Put each line of the material below into a numbered list, skipping blank lines and omitting the pictures.
─── MATERIAL TO PROCESS ───
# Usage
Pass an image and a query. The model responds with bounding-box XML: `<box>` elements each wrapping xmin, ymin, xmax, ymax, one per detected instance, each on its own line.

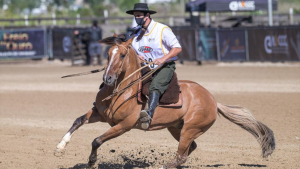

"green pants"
<box><xmin>149</xmin><ymin>62</ymin><xmax>176</xmax><ymax>95</ymax></box>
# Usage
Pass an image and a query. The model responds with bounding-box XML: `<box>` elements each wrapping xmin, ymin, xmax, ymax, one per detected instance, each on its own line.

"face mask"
<box><xmin>135</xmin><ymin>17</ymin><xmax>146</xmax><ymax>26</ymax></box>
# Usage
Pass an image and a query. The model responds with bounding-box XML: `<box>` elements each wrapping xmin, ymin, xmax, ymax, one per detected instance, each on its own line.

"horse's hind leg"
<box><xmin>54</xmin><ymin>107</ymin><xmax>101</xmax><ymax>157</ymax></box>
<box><xmin>163</xmin><ymin>121</ymin><xmax>214</xmax><ymax>168</ymax></box>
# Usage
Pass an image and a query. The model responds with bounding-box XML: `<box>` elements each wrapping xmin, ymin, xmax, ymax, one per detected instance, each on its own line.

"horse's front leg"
<box><xmin>54</xmin><ymin>107</ymin><xmax>103</xmax><ymax>157</ymax></box>
<box><xmin>88</xmin><ymin>115</ymin><xmax>137</xmax><ymax>168</ymax></box>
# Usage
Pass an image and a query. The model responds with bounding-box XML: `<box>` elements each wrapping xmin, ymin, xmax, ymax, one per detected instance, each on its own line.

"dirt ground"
<box><xmin>0</xmin><ymin>61</ymin><xmax>300</xmax><ymax>169</ymax></box>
───
EXERCISE RESPONSE ->
1. # Usage
2. Pass an image and a query. The model responds with bounding-box XML: `<box>` elements each wrapping xmin, ymin, xmax, ymax, one per detected instance, each on its own line.
3. "green pants"
4. <box><xmin>149</xmin><ymin>62</ymin><xmax>176</xmax><ymax>95</ymax></box>
5. # Usage
6. Pass an image and a query. The model responds with bounding-box XML: `<box>` elements each wrapping xmin, ymin, xmax, ymax, one per detected instance, each on its own line.
7. "face mask"
8. <box><xmin>135</xmin><ymin>17</ymin><xmax>146</xmax><ymax>26</ymax></box>
9. # Usage
10. Pass an image and a query. The model responds with bounding-box XML: `<box>` elements each wrapping xmin, ymin, xmax, ymax, one per detected instance, each on its own line.
11. "horse's hind leg"
12. <box><xmin>54</xmin><ymin>107</ymin><xmax>101</xmax><ymax>157</ymax></box>
13. <box><xmin>163</xmin><ymin>121</ymin><xmax>214</xmax><ymax>168</ymax></box>
14. # Usage
15. Pass an image and a query. The model responds with bounding-box XML: `<box>` elements each wrapping xmin, ymin, xmax, ymax, one per detected instance, each on its own line.
16. "horse's front leg"
17. <box><xmin>54</xmin><ymin>107</ymin><xmax>103</xmax><ymax>157</ymax></box>
18. <box><xmin>88</xmin><ymin>115</ymin><xmax>137</xmax><ymax>168</ymax></box>
19. # Usage
20. Pass an image and a query. The model responds with bounding-box XML: `<box>` elements each wrapping xmin, ymin, xmax, ymax, one per detected instance, each on its own line.
21. "dirt ground"
22. <box><xmin>0</xmin><ymin>61</ymin><xmax>300</xmax><ymax>169</ymax></box>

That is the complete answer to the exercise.